• YOUR TASK
Reproduce, exactly and in full, the records that follow, minus any pictures.

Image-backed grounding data
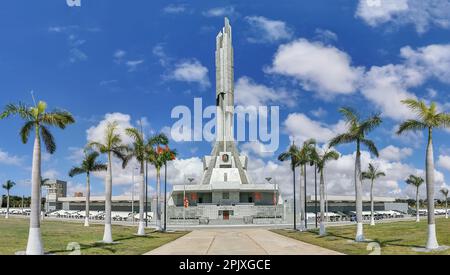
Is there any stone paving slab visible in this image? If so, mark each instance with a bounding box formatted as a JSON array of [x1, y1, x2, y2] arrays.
[[145, 228, 343, 255]]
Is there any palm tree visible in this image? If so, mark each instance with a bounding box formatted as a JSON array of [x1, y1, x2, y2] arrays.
[[278, 143, 300, 230], [1, 100, 74, 255], [162, 146, 177, 232], [2, 180, 16, 219], [397, 99, 450, 249], [406, 175, 424, 222], [124, 127, 148, 235], [440, 188, 448, 219], [69, 150, 107, 227], [330, 107, 382, 242], [89, 121, 128, 243], [40, 178, 50, 221], [362, 164, 385, 226], [297, 139, 316, 231], [146, 133, 170, 231], [310, 147, 339, 236]]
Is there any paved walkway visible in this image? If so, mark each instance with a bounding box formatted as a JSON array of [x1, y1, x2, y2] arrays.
[[145, 228, 342, 255]]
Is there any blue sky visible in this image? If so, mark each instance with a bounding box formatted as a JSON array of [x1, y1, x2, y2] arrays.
[[1, 0, 450, 200]]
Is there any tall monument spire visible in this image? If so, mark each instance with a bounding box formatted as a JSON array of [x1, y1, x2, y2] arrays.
[[216, 17, 234, 149], [169, 17, 282, 223], [200, 17, 250, 185]]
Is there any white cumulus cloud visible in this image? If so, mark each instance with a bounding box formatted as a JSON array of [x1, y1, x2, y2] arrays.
[[379, 145, 413, 161], [266, 39, 364, 97], [202, 6, 236, 17], [0, 149, 23, 166], [245, 16, 293, 43], [283, 113, 347, 144], [170, 59, 211, 90], [235, 76, 294, 107], [356, 0, 450, 33]]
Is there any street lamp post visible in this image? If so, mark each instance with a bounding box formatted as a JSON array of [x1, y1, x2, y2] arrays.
[[145, 161, 148, 227], [265, 177, 276, 220], [314, 163, 318, 228], [163, 162, 167, 232], [304, 168, 307, 230], [131, 167, 138, 224], [184, 177, 194, 223]]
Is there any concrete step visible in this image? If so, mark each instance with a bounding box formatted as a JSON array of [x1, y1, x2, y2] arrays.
[[208, 218, 246, 225]]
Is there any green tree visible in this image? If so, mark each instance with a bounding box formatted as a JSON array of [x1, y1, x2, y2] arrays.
[[40, 178, 50, 220], [405, 175, 424, 223], [330, 107, 382, 242], [1, 100, 74, 254], [310, 147, 339, 236], [2, 180, 16, 219], [89, 121, 128, 243], [362, 164, 385, 226], [124, 127, 148, 235], [297, 139, 316, 231], [69, 150, 107, 227], [278, 144, 301, 230], [146, 133, 175, 231], [440, 188, 448, 219], [397, 99, 450, 249]]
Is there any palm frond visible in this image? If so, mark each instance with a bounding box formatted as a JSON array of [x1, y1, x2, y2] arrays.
[[1, 102, 32, 120], [405, 175, 424, 188], [401, 99, 428, 119], [360, 138, 379, 157], [85, 151, 100, 166], [92, 163, 107, 172], [278, 152, 291, 162], [323, 150, 340, 162], [126, 127, 144, 144], [41, 110, 75, 129], [2, 180, 16, 190], [339, 107, 359, 124], [329, 133, 357, 147], [68, 167, 86, 177], [40, 125, 56, 154], [88, 141, 106, 153], [20, 121, 35, 144], [396, 120, 427, 135], [360, 114, 382, 135], [435, 113, 450, 129]]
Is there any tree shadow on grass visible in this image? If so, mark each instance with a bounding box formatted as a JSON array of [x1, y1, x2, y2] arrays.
[[48, 241, 119, 254], [371, 238, 423, 249], [324, 232, 422, 249]]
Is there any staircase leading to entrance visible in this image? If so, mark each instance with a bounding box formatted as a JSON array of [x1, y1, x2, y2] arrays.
[[208, 218, 245, 225]]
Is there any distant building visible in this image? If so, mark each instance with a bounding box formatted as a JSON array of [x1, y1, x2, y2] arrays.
[[45, 180, 67, 211]]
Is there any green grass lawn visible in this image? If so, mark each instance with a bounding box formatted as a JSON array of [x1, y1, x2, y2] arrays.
[[272, 218, 450, 255], [0, 217, 188, 255]]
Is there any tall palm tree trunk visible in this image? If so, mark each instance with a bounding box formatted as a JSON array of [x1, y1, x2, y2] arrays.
[[84, 173, 90, 227], [292, 167, 297, 230], [6, 190, 10, 219], [445, 198, 448, 219], [137, 163, 146, 235], [319, 170, 326, 236], [156, 168, 162, 230], [415, 187, 420, 222], [355, 141, 364, 242], [370, 179, 375, 226], [26, 130, 44, 255], [299, 165, 305, 231], [103, 153, 113, 243], [425, 128, 439, 249]]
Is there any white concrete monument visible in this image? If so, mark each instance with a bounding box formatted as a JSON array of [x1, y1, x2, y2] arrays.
[[170, 18, 282, 222]]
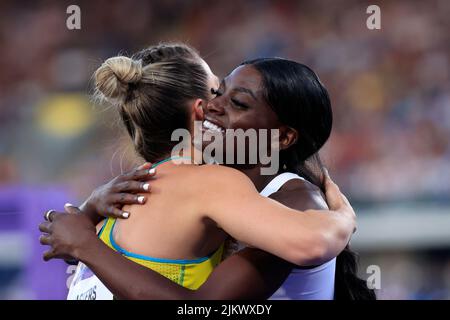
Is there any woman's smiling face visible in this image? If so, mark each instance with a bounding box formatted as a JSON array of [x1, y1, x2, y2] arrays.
[[203, 64, 281, 134], [200, 64, 283, 165]]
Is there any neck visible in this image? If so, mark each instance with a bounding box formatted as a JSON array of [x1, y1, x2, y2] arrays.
[[158, 144, 198, 165]]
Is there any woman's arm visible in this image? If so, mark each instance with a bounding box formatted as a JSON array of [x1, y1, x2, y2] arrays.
[[198, 166, 355, 267], [192, 185, 330, 299], [81, 233, 292, 299], [39, 171, 350, 299], [40, 209, 292, 299]]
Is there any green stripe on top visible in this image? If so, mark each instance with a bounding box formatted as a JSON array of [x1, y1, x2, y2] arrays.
[[97, 219, 108, 238], [179, 265, 186, 286], [151, 156, 193, 168]]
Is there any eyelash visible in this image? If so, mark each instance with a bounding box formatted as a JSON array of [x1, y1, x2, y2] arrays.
[[211, 88, 221, 96], [211, 88, 249, 109], [231, 98, 249, 109]]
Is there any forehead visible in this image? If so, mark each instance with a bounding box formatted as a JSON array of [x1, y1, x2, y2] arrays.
[[225, 65, 263, 92]]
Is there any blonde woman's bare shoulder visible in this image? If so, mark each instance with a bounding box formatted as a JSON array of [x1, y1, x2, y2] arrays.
[[191, 164, 257, 192]]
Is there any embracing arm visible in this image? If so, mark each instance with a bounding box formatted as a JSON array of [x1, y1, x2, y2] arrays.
[[76, 233, 195, 300], [68, 181, 326, 300], [74, 233, 291, 300], [40, 169, 351, 299], [200, 167, 355, 267], [42, 207, 289, 299]]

• TASK SOLUTION
Is there any stone paving slab visible in this image? If so, mark each instance with a bounding box formatted as a JSON array of [x1, y1, x2, y2] arrays.
[[145, 228, 343, 255]]
Is there any palm tree visible in this image? If so, mark each instance with a bounding box formatted as a JSON array of [x1, y1, x2, y2] arrays.
[[278, 143, 300, 230], [1, 100, 74, 255], [162, 146, 177, 232], [2, 180, 16, 219], [397, 99, 450, 249], [406, 175, 424, 222], [124, 127, 148, 235], [440, 188, 448, 219], [69, 150, 107, 227], [330, 107, 382, 242], [89, 121, 128, 243], [40, 178, 50, 221], [362, 164, 385, 226], [297, 139, 316, 231], [146, 133, 170, 231], [310, 147, 339, 236]]
Is there any paved walkway visible in this image? If so, mark each instance with a bounding box formatted as a JSON array of [x1, y1, x2, y2] arrays.
[[145, 228, 342, 255]]
Is there any blue sky visible in this image? If so, mark each instance with a bounding box formatted as a JSON array of [x1, y1, x2, y2] arrays.
[[1, 0, 450, 200]]
Is there any tall monument spire visible in this image? If so, mark each instance with a bounding box formatted as a JSON array of [x1, y1, x2, y2] arrays.
[[216, 17, 234, 149], [169, 17, 282, 223], [200, 17, 250, 185]]
Is there any white cumulus cloud visible in this image? If so, mark each instance with a bounding box formatted as a JSON array of [x1, y1, x2, y2] arrays.
[[379, 145, 413, 161], [266, 39, 364, 97], [202, 6, 236, 17], [0, 149, 23, 166], [245, 16, 293, 43], [283, 113, 347, 144], [170, 59, 211, 90], [235, 76, 294, 107], [356, 0, 450, 33]]
Is there any street lamp post visible in this image? If so, mark each instance with a bounding box formatted as a JSON array of [x1, y1, x2, y2] arrays.
[[145, 161, 148, 227], [265, 177, 276, 220], [314, 163, 318, 228], [163, 162, 167, 232], [304, 168, 307, 230], [131, 167, 138, 224], [184, 177, 194, 223]]
Is there any concrete step visible in this image? If so, mark each instance with a bounding box formatted as a JSON array of [x1, y1, x2, y2] arrays.
[[208, 218, 246, 225]]
Is there any green tree visible in this image? If so, mark each instance with a bounding box formatted as a JSON array of [x1, y1, x2, y2] arrays.
[[40, 178, 50, 220], [405, 175, 424, 223], [330, 107, 382, 242], [1, 100, 74, 254], [310, 147, 339, 236], [2, 180, 16, 219], [89, 121, 128, 243], [362, 164, 385, 226], [124, 127, 148, 235], [297, 139, 316, 231], [69, 150, 107, 227], [278, 144, 301, 230], [146, 133, 175, 231], [440, 188, 448, 219], [397, 99, 450, 249]]
Is there any palm frond visible in this image? If so, mark each instance with a bounding box formatted as a JSON array of [x1, y1, x2, y2] arrays.
[[1, 102, 32, 120], [405, 175, 424, 188], [401, 99, 428, 119], [360, 138, 379, 157], [85, 151, 100, 166], [92, 163, 107, 172], [278, 152, 291, 162], [323, 150, 340, 162], [126, 127, 144, 144], [41, 110, 75, 129], [2, 180, 16, 190], [339, 107, 359, 124], [329, 133, 357, 147], [68, 167, 86, 177], [40, 125, 56, 154], [88, 141, 106, 153], [20, 121, 35, 144], [396, 120, 427, 135], [360, 114, 382, 135], [435, 113, 450, 129]]
Is there any tree shadow on grass visible in this image? If so, mark each instance with a bounding box formatted as a JSON array of [x1, y1, x2, y2] arrays.
[[48, 241, 119, 254], [371, 238, 423, 249], [324, 232, 422, 249]]
Is there any staircase leading to entrance visible in this image? If so, mark each instance with a bounding box formatted as a JSON array of [x1, y1, x2, y2] arrays.
[[208, 218, 245, 225]]
Is there any distant building visible in this image? If so, mark each instance with a bounding box formatted as a JSON array of [x1, y1, x2, y2] arrays.
[[45, 180, 67, 211]]
Is there any green grass lawn visible in this image? If so, mark each instance with a bounding box formatted as a JSON array of [x1, y1, x2, y2] arrays.
[[272, 218, 450, 255], [0, 217, 188, 255]]
Is there any tall palm tree trunk visible in this image? If so, mark each instance with a bounding box formatted as a JSON array of [x1, y1, x2, y2] arrays.
[[84, 173, 90, 227], [292, 167, 297, 230], [6, 190, 10, 219], [445, 198, 448, 219], [137, 163, 146, 235], [319, 170, 326, 236], [156, 168, 162, 230], [415, 187, 420, 222], [355, 141, 364, 242], [370, 179, 375, 226], [26, 130, 44, 255], [299, 165, 305, 231], [103, 153, 113, 243], [425, 128, 439, 249]]
Is there any white concrete monument visible in this image? If so, mark each instance with a bounding box formatted as a JSON array of [x1, y1, x2, y2] arrays.
[[170, 18, 282, 222]]
Is there any woman's smiling face visible in this image? If so, mark each instance with a bounding box formatted as a JSON array of [x1, y1, x2, y2] arrays.
[[203, 64, 281, 134], [200, 64, 283, 165]]
Is there any neck visible in this image? If so, mark each instance with a bounding box formatted as a JSON array of [x1, y1, x2, y2] arrays.
[[158, 144, 198, 165]]
Is there any woman's arm visible in this image? If so, mark each instance with a bounding box formatted as a JSON array of [x1, y1, x2, y2] arrays.
[[198, 166, 355, 267], [192, 185, 330, 299], [81, 233, 292, 299], [39, 171, 350, 299], [40, 209, 292, 299]]
Is there any green stripe on top visible in this image? If so, mark each instance with a bounding box formatted as a JSON array of [x1, y1, x2, y2] arrays.
[[97, 219, 108, 238], [179, 265, 186, 286], [151, 156, 193, 168]]
Is there any eyelash visible in this image? If so, mark each instance with a bounding box formatted as a JSON array of [x1, y1, x2, y2] arrays.
[[211, 88, 221, 96], [211, 88, 249, 109], [231, 98, 249, 109]]
Is there any forehead visible in this image? If so, mark each instance with a bounding box formatted as a JSON array of [x1, y1, x2, y2] arrays.
[[225, 65, 263, 92]]
Is there any blonde woman's bare shoulder visible in this image? If so, mark each instance with a bounding box formatted as a JSON array of [x1, y1, x2, y2] arrays.
[[191, 164, 257, 192]]
Is there any embracing arm visible in this image? If so, mark each instance with a bounding box formatted as a JSON array of [x1, y1, x2, y2] arrays.
[[76, 233, 195, 300], [68, 181, 326, 300], [74, 233, 291, 300], [40, 169, 351, 299], [200, 167, 355, 267], [42, 207, 289, 299]]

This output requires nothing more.